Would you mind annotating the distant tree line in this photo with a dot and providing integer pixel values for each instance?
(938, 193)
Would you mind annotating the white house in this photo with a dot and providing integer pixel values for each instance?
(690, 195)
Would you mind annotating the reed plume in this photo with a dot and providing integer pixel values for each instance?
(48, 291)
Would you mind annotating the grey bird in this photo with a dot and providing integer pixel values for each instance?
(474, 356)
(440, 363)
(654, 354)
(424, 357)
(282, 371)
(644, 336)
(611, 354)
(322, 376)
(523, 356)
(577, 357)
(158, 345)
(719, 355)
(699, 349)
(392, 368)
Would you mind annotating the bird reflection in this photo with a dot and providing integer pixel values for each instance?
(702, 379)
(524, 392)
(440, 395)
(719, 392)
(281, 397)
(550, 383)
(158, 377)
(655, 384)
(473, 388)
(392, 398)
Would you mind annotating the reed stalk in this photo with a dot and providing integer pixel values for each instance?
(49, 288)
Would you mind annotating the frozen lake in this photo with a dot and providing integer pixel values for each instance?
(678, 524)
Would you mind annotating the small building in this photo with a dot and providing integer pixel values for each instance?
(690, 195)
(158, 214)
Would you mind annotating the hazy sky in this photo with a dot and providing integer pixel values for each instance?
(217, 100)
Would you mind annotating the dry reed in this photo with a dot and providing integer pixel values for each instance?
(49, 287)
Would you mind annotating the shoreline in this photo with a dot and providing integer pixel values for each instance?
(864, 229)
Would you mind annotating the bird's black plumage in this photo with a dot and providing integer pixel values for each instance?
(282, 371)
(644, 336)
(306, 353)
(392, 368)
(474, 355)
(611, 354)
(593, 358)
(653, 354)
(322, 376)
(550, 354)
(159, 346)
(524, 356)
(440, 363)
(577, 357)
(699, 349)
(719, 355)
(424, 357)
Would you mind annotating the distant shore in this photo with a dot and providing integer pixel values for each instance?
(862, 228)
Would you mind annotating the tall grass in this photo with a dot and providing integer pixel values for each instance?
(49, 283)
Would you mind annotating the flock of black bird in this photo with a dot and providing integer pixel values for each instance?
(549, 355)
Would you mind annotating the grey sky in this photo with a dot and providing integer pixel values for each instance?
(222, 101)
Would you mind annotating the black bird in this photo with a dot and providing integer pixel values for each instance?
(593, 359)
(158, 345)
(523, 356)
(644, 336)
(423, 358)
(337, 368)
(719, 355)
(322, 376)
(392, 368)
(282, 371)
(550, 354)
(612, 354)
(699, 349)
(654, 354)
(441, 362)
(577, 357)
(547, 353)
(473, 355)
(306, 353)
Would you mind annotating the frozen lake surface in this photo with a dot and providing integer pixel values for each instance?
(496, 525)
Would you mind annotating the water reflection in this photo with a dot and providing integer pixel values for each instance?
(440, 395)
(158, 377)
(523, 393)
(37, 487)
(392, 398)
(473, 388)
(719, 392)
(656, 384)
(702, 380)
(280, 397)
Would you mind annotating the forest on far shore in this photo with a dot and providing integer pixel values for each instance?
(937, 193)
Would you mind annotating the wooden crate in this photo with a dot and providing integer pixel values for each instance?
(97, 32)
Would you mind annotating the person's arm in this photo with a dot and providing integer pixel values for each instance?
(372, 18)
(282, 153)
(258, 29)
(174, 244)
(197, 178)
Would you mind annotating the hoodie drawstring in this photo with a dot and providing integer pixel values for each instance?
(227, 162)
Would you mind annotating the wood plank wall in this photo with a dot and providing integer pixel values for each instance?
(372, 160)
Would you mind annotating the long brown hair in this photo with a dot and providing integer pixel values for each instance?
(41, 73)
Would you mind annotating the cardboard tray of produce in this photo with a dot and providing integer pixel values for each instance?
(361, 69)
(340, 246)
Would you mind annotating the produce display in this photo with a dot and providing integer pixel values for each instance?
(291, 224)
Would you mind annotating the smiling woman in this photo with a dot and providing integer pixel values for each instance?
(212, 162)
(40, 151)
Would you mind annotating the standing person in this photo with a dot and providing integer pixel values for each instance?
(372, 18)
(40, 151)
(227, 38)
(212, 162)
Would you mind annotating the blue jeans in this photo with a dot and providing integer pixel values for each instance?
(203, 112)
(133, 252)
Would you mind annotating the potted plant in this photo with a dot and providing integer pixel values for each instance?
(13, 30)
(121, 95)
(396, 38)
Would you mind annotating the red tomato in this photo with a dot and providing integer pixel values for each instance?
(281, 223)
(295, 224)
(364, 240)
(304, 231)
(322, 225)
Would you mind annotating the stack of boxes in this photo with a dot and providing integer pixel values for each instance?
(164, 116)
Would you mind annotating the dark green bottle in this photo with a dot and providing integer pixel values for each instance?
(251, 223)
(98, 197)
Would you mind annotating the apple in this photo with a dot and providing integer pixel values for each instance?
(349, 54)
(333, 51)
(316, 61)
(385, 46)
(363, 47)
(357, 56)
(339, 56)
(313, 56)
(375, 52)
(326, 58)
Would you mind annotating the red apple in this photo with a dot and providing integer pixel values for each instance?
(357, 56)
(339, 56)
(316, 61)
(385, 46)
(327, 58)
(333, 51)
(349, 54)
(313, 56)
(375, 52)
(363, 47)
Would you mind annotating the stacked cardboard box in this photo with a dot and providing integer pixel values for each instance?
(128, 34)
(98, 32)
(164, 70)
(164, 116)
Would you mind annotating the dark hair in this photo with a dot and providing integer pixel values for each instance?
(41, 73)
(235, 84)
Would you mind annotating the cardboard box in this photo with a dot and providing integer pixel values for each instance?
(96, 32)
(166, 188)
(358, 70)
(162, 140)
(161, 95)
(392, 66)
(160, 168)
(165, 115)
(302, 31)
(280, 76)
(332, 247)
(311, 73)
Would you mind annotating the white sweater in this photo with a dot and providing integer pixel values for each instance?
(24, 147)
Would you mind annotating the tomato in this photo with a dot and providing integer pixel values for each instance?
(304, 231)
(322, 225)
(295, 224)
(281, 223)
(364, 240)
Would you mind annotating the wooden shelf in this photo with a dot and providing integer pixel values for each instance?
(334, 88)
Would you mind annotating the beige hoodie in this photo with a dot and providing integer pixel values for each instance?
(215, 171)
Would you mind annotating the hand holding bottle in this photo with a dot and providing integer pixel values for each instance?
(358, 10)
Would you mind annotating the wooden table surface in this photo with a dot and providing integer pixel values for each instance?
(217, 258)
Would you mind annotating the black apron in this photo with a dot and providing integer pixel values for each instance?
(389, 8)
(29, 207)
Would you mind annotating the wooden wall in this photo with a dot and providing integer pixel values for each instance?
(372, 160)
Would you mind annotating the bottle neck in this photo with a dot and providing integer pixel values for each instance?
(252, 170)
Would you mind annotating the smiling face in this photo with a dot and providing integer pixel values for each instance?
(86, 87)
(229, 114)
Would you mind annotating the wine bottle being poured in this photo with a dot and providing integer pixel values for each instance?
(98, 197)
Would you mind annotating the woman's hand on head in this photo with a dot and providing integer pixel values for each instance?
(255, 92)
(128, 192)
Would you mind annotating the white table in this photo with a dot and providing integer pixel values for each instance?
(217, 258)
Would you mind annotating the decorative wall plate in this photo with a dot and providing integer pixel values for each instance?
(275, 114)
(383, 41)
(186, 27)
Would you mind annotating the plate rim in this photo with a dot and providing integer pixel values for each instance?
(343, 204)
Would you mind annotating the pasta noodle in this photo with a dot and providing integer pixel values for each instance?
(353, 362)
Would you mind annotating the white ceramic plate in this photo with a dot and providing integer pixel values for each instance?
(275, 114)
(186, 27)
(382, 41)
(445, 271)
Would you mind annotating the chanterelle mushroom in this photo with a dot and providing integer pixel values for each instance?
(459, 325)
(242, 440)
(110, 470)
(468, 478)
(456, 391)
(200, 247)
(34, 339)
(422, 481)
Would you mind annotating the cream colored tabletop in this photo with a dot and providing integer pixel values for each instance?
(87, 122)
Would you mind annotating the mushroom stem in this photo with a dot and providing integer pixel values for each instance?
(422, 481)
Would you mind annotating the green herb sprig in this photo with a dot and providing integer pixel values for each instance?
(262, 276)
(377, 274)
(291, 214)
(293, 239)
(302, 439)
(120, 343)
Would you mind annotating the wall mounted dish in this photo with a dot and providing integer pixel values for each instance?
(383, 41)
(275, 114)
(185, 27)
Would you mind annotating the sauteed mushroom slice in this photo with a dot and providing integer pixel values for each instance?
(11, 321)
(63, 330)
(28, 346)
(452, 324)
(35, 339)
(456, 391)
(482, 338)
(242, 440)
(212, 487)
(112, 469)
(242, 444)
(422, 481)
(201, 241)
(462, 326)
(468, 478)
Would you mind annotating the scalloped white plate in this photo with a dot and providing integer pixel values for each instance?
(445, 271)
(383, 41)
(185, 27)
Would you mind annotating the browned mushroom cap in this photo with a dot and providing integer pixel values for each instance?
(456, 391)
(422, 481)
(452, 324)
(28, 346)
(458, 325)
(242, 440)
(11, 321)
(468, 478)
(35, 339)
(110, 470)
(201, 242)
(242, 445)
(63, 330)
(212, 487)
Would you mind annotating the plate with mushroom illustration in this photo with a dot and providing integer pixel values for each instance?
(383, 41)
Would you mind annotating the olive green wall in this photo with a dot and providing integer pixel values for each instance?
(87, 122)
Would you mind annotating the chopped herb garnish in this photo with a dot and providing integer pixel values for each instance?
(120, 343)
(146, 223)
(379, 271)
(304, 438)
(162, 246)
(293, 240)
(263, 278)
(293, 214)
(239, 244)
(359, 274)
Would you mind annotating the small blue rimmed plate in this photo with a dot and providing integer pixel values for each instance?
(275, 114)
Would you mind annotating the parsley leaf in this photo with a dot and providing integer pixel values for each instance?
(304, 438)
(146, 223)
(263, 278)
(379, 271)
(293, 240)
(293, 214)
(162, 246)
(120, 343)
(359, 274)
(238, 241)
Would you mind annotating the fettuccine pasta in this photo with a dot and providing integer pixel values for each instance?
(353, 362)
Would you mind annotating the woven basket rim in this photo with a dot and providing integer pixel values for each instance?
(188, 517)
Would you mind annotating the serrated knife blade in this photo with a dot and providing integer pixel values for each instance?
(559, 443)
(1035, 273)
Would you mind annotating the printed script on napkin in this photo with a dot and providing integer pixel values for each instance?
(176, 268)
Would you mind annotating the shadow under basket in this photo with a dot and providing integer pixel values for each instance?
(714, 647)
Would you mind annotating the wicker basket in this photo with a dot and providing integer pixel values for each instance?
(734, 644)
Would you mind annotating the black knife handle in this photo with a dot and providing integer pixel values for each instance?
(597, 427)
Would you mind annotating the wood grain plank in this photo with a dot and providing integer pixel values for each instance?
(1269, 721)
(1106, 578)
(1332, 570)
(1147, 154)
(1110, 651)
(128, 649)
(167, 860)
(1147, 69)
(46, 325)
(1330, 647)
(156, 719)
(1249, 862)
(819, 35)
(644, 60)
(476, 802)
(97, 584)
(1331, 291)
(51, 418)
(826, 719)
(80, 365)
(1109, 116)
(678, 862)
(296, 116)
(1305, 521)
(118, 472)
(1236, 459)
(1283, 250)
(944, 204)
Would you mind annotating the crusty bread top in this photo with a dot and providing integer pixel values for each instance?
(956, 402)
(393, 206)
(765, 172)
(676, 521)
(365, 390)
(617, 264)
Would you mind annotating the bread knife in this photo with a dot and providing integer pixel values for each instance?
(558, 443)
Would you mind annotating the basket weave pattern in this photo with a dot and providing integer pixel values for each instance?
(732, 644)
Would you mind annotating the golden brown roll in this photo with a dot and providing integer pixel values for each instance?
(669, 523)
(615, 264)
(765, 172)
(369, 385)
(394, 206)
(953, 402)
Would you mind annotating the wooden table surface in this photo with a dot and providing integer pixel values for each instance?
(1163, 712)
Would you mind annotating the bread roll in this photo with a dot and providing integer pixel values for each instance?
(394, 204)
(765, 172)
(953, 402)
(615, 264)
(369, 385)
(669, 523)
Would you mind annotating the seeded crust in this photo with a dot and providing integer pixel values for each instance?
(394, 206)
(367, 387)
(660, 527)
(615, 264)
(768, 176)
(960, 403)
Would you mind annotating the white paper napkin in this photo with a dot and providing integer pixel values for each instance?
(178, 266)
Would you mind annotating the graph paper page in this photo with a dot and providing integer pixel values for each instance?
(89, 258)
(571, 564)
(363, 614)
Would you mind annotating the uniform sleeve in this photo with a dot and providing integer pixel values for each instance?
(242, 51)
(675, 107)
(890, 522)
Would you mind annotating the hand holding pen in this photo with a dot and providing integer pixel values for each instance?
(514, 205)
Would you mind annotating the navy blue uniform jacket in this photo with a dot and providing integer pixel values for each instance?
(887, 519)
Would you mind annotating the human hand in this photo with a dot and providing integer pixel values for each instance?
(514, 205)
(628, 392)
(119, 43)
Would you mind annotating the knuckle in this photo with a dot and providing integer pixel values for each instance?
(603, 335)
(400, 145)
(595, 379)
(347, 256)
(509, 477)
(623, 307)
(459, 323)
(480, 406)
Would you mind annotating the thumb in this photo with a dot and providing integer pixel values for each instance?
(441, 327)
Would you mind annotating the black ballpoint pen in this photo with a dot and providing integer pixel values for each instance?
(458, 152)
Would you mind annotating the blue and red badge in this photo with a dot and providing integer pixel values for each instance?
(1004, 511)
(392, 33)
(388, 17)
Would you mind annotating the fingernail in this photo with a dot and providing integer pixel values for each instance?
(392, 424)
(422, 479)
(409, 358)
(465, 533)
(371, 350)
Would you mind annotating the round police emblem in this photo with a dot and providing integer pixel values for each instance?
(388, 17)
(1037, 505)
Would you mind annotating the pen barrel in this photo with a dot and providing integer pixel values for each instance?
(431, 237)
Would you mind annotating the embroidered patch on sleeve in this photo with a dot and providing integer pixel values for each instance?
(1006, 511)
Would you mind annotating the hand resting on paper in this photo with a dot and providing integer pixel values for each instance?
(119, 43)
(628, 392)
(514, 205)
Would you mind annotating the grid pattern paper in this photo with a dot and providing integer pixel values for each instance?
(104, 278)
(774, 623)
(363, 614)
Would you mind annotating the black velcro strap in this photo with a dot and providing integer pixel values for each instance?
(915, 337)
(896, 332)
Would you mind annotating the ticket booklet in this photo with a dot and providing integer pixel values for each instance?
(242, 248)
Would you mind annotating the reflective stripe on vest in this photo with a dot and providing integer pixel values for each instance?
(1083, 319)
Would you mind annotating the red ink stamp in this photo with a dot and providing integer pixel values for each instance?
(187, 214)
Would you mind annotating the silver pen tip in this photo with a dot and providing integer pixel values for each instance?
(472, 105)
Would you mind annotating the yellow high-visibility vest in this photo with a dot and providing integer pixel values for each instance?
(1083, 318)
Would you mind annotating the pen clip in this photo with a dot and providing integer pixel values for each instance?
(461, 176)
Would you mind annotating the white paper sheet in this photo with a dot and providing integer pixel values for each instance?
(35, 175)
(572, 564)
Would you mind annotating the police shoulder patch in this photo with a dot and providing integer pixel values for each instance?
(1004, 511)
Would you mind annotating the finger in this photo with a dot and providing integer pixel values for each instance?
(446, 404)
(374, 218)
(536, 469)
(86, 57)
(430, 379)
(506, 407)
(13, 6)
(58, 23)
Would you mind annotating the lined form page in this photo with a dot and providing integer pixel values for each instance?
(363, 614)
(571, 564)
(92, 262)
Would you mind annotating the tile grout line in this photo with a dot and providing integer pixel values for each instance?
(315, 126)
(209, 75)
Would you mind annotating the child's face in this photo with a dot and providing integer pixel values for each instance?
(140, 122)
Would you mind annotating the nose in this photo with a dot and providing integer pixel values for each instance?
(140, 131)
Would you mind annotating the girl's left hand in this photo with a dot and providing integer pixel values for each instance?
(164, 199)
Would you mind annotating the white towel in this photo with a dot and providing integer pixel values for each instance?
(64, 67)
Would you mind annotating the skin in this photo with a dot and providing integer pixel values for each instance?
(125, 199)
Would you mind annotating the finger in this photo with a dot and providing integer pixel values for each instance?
= = = =
### SHORT PROBLEM
Copy the records above word for word, beginning at the line that contains "Would you mind annotating the red ink" and stopping after the line that contains "(1083, 318)".

### RESULT OF THE EXERCISE
Would you mind annotating the red ink stamp in this photo with a dot and providing integer pixel values for each instance?
(187, 214)
Would you mind annotating the silver pen tip in this photo with a dot and providing integer pixel values for each instance?
(472, 105)
Would you mind annotating the yellow high-visibility vest in this photo with a dot and providing integer pixel values for each instance?
(1083, 318)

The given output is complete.